» EXTRACT:
-- START --

Training camp for the World Race was crazy, challenging, entertaining, encouraging, and educational. Physically we were stretched, hiking 3 miles in 39 minutes with 31 pounds on my back. Spiritually we were broken, and then put together in a more perfect form. Emotionally we were on a roller coaster, feeling every single emotion every single day. Through it all, every single one of the almost 200 racers at that training camp walked through incredible growth.
1. Community is K E Y.
“And let us consider how we may spur one another on toward love and good deeds, not giving up meeting together, as some are in the habit of doing, but encouraging on toward love and good deeds”Hebrews 10:24-25
I had stopped looking for a community that would help me grow. I had stopped looking for a community I could openly talk with about God, or my doubts, or my spiritual walk. Training camp reminded me of what community can do. Giving me people I can verbally process my thoughts with. People who encourage me, speak life into me, call me out in feedback, and love me for who I am.
2. Worship – via song – is truly beautiful.

-- END --

» EXERCISE REQUIREMENTS:
(1) Copy everything in the training camp post from "Training camp for" down to "Community is K E Y.".
(2) Answer these questions about the training camp post:
(a) How far did the hike go, and how long did it take?
(b) About how many racers were at the training camp?
(c) Which Bible passage is quoted?
(3) Write the next part of the training camp post, picking up after its last line.

» DATA SECTION:

-- START --

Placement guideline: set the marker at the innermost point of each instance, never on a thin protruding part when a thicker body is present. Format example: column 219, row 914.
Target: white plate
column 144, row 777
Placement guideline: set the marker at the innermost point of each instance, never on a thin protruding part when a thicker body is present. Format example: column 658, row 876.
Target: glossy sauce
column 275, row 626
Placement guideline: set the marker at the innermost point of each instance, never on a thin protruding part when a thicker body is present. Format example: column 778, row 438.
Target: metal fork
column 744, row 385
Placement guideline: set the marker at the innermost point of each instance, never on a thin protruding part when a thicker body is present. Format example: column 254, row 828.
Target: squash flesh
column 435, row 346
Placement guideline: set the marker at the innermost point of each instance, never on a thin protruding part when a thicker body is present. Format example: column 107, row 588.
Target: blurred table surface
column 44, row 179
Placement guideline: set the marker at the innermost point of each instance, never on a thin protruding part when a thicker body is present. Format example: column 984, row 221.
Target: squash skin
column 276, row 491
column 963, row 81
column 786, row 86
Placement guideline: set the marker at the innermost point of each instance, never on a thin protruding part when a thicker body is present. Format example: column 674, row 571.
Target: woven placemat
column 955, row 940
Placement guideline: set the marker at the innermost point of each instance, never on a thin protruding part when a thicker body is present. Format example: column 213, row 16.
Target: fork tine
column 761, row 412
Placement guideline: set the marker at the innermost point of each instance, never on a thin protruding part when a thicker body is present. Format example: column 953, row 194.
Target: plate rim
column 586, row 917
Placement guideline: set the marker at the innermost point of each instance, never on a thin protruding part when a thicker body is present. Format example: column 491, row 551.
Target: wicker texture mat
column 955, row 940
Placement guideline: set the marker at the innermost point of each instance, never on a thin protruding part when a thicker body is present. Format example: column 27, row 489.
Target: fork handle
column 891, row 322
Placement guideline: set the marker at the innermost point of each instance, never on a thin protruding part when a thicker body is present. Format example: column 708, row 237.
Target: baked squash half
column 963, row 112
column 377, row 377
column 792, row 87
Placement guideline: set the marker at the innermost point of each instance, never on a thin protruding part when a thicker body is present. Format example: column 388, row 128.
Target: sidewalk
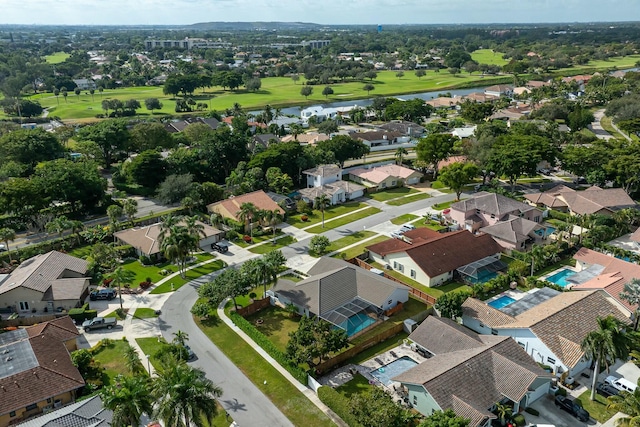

-- END --

» WRITTEN ANSWERS:
(1)
Training camp for the World Race was crazy, challenging, entertaining, encouraging, and educational. Physically we were stretched, hiking 3 miles in 39 minutes with 31 pounds on my back. Spiritually we were broken, and then put together in a more perfect form. Emotionally we were on a roller coaster, feeling every single emotion every single day. Through it all, every single one of the almost 200 racers at that training camp walked through incredible growth.
1. Community is K E Y.

(2)
(a) 3 miles in 39 minutes.
(b) Almost 200.
(c) Hebrews 10:24-25.

(3)
“Praise him with timbrel and dancing, praise him with the strings and pipe” Psalm 150:4
I’m have been a hands in my pocket and maybe sway kind of worshipper. But that does not line up with my personality. My personality is wild, crazy, vibrant, and full of love. So when I would go to sing to the Father, I have only been half worshiping. Not only that, but I stopped seeking and participating in worship outside of Sunday service. There is a certain level of authentic praise that you can only get from ric-shaw campfire worship, using a camp plate as a drum with 58 voices singing loud and proud.
3. God’s word is LIVING.
“All scripture is God-breathed and is useful for teaching, rebuking, correcting, and training in righteousness, so that the servant of God may be thoroughly equipped for every good work.” 2 Timothy 3:16-17.
I stopped seeing the Bible as a living, breathing love letter from my Savior. It became a book I had to read, and another box to check off of my never ending ToDo list. Training Camp brought me back to the basics, reminding me of the beauty in following the voice of the Lord to a special passage, and reading His written word while listening to the voice of the Holy Spirit.
4. We can survive on less than we think.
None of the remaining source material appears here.